• _What you are asked to do_: Exact reproduction required: the lines below from the line with "det: person in pink shirt" to the line with "det: gold chain necklace", both ends included, and no others.

• _Text-to-region grounding data_:
——
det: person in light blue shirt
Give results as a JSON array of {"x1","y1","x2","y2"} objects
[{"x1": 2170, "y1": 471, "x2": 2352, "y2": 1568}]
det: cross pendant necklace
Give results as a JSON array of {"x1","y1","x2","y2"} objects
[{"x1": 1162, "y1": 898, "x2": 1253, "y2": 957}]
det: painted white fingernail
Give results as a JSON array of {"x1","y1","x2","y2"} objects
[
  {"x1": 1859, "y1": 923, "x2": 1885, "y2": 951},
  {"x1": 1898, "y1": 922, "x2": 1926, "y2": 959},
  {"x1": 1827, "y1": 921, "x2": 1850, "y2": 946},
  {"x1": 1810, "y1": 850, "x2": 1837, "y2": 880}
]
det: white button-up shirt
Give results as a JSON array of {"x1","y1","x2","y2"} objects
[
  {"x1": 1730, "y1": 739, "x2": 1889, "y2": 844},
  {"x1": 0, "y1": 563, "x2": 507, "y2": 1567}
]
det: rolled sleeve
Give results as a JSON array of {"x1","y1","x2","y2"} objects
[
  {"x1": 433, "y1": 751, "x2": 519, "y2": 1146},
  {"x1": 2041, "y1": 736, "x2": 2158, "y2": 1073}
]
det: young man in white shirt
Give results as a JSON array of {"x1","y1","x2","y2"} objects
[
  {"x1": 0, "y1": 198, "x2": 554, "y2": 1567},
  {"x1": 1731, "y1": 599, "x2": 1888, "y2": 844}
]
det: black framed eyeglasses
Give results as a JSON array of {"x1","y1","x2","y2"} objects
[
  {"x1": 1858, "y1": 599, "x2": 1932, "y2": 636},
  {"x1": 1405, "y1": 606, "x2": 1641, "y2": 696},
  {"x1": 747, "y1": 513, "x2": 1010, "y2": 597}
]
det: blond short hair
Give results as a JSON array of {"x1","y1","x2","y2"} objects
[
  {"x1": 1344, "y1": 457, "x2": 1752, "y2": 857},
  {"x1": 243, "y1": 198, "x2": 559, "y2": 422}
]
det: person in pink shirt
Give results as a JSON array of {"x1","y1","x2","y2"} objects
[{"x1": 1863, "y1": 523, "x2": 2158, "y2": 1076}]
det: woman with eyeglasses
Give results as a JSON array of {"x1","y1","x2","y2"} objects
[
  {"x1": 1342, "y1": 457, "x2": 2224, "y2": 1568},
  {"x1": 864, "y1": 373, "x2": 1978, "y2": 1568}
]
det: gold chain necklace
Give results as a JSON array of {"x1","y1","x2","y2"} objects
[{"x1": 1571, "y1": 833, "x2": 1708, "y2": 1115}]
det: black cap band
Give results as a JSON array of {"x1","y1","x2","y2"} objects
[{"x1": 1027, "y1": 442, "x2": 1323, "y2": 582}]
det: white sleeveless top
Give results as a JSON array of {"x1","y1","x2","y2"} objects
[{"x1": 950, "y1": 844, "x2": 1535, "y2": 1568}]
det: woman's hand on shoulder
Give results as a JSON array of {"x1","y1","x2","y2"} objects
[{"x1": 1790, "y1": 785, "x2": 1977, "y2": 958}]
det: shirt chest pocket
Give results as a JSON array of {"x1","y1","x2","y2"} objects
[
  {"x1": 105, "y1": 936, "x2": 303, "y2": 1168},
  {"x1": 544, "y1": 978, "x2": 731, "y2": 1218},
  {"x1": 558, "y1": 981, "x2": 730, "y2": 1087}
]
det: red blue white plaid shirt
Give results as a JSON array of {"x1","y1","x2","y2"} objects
——
• _Output below_:
det: person in pink shirt
Give results as a JSON array of {"x1","y1","x2","y2"} objects
[{"x1": 1863, "y1": 523, "x2": 2158, "y2": 1076}]
det: woman with eyeglasses
Give results as a JSON array of {"x1","y1","x2","y2"} objects
[
  {"x1": 1342, "y1": 457, "x2": 2224, "y2": 1568},
  {"x1": 864, "y1": 373, "x2": 1978, "y2": 1568}
]
det: gold chain necklace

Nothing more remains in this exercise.